• Your assignment: Find the line containing "negative clicks: (25, 332) (23, 322)". Retype it and every line after it through the end of the entries, exactly as written, with nothing added.
====== Task data ======
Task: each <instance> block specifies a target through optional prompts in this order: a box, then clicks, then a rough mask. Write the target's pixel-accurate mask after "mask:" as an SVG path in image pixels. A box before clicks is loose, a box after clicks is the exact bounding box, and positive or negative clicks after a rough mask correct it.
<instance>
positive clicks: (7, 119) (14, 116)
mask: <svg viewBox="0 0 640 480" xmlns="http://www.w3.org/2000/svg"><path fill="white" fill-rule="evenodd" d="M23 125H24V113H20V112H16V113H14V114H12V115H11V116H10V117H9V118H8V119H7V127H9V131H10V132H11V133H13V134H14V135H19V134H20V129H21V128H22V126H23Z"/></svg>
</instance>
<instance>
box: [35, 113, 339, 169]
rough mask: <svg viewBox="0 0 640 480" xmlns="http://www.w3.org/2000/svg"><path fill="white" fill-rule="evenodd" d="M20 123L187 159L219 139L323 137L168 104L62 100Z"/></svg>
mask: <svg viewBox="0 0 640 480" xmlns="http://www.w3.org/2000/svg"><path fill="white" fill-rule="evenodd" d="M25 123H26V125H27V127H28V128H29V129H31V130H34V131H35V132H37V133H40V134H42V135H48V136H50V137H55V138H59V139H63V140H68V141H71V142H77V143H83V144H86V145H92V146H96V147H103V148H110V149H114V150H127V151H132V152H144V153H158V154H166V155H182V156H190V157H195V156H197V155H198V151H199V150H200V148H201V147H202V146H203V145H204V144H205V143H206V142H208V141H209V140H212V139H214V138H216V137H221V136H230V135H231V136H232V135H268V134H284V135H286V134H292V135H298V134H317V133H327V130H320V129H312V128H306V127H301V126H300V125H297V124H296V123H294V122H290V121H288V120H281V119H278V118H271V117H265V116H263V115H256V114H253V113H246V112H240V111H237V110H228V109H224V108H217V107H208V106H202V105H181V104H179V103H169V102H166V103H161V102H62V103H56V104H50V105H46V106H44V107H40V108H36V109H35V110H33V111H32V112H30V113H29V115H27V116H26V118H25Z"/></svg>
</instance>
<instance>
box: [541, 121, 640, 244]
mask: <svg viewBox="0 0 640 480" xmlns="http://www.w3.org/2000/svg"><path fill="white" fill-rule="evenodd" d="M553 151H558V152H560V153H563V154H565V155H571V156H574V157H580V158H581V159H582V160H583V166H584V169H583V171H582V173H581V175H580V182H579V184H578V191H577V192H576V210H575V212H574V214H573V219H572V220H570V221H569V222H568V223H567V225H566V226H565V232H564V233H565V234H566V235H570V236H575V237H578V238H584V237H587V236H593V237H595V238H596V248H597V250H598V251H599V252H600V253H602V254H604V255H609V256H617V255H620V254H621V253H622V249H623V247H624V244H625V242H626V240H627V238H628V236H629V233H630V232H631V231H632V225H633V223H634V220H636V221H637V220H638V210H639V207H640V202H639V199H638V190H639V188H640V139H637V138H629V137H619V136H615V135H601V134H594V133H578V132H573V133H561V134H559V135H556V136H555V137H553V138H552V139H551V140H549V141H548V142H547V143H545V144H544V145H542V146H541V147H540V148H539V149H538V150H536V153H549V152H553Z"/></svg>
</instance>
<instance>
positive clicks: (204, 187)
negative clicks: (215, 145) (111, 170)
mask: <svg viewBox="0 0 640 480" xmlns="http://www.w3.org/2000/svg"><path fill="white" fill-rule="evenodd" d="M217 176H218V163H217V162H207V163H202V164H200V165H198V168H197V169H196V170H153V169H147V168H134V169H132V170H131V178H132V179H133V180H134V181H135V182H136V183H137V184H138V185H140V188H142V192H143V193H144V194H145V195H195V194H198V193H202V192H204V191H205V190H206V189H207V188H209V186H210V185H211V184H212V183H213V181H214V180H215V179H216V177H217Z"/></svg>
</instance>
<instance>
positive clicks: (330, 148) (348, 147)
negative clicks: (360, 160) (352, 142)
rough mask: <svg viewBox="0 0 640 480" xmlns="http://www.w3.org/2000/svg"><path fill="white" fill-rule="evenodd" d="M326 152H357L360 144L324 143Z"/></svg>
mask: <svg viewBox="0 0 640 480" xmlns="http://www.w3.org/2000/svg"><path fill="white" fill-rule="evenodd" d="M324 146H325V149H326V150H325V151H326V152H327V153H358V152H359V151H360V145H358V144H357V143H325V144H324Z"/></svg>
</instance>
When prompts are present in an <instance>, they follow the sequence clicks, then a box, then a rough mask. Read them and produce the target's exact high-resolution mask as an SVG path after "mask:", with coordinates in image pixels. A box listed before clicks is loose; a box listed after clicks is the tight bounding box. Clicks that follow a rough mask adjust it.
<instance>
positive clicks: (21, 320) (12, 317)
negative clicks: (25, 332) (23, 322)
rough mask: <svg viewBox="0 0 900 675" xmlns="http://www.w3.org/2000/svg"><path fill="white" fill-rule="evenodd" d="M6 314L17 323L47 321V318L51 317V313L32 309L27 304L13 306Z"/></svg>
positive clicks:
======
• Task solution:
negative clicks: (25, 332) (23, 322)
rough mask: <svg viewBox="0 0 900 675" xmlns="http://www.w3.org/2000/svg"><path fill="white" fill-rule="evenodd" d="M6 314L17 323L47 321V318L51 317V313L32 309L27 304L13 306Z"/></svg>
positive clicks:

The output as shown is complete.